(Beginning of Data for processing)

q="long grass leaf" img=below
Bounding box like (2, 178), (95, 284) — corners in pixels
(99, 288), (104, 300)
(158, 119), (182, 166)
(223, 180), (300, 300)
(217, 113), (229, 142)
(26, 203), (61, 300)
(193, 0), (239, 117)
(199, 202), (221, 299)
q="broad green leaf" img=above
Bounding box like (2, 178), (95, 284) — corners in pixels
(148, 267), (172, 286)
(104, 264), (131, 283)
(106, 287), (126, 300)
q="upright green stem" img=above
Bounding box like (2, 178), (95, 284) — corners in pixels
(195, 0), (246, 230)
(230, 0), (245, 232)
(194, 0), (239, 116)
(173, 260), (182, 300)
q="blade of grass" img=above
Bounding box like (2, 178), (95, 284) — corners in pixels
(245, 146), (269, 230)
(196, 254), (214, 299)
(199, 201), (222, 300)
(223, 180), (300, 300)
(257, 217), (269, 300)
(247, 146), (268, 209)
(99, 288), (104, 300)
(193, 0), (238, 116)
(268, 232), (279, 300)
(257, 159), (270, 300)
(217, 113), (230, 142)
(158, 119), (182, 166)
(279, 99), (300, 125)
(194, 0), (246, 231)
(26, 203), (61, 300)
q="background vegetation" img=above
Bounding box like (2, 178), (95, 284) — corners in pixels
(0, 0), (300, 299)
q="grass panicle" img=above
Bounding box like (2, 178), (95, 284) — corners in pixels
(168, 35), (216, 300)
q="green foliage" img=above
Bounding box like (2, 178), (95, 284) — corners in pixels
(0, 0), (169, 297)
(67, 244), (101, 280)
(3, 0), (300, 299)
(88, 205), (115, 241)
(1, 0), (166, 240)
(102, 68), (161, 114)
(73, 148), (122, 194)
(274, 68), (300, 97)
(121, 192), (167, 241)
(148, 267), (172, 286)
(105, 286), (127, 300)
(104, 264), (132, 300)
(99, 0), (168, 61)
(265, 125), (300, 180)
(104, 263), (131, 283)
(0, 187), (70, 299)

(End of Data for processing)

What is being asked - Wherever the word "leaf" appears in the entries above, copy that line.

Answer below -
q="long grass leaf" img=below
q="broad green leaf" img=above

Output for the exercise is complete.